**DATASET RECORDS:**
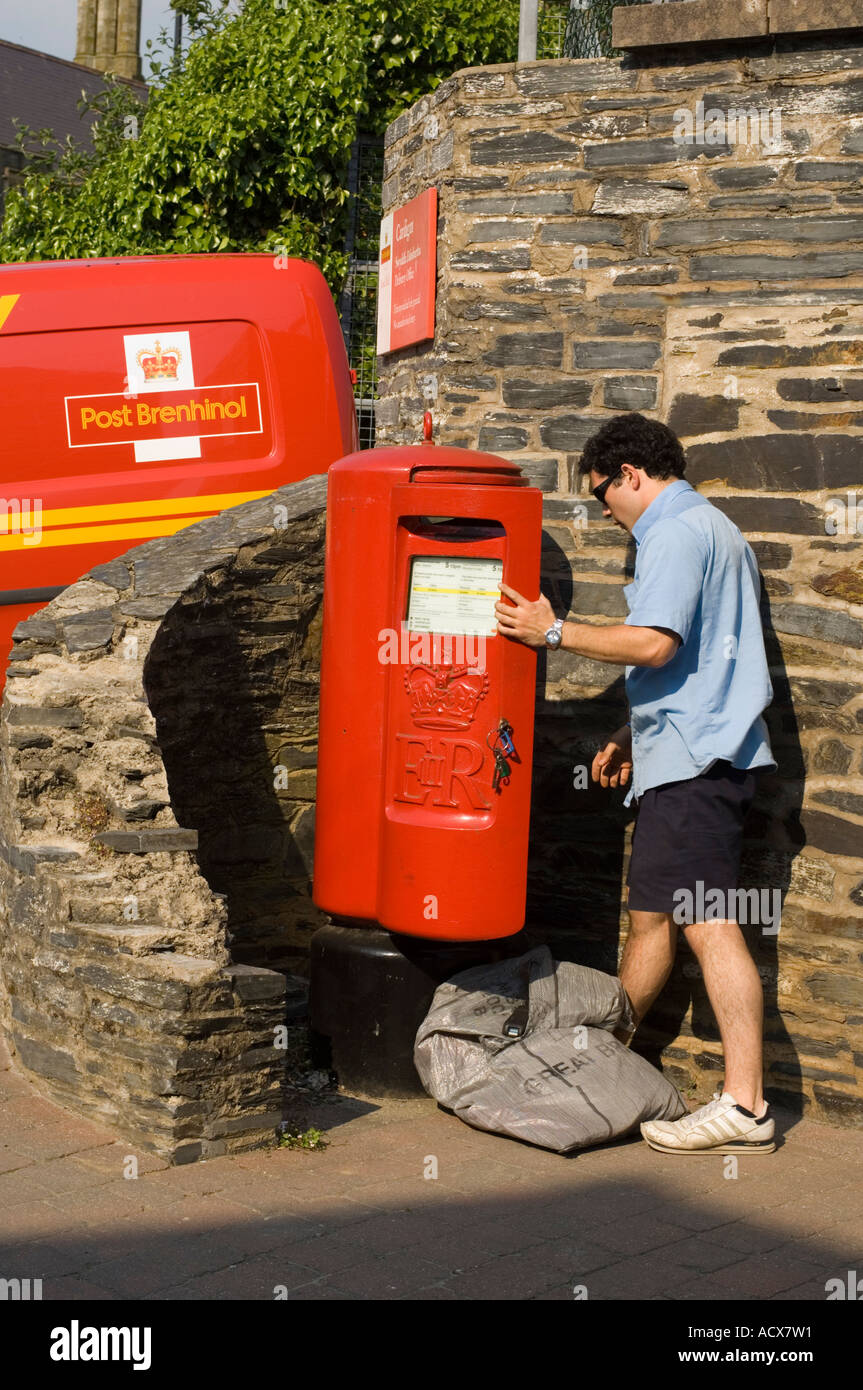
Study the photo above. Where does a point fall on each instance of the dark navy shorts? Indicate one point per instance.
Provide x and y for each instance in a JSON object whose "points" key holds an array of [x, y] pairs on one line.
...
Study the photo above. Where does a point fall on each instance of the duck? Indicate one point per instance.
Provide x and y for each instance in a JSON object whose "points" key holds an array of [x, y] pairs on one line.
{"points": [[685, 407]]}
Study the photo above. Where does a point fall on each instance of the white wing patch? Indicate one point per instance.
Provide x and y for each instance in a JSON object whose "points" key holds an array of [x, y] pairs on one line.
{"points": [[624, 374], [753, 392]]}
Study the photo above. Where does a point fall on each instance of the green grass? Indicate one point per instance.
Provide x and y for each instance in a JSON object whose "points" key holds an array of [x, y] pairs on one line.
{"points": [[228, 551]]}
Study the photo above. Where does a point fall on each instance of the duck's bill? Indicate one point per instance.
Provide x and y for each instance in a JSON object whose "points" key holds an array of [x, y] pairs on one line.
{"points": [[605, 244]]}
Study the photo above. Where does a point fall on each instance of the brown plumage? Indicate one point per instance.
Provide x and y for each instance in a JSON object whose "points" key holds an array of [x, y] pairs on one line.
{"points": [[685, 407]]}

**WORK TO BE COMPLETED:** Please find every line of the listing above that contains the word "duck" and copy each one out in full.

**CORRECT ANSWER:**
Study the photo above. Where does a point fall on each instance of the duck? Indicate one point per instance.
Study the photo above. Where does a point fall on each instance of the duck's bill? Indicate one point per instance.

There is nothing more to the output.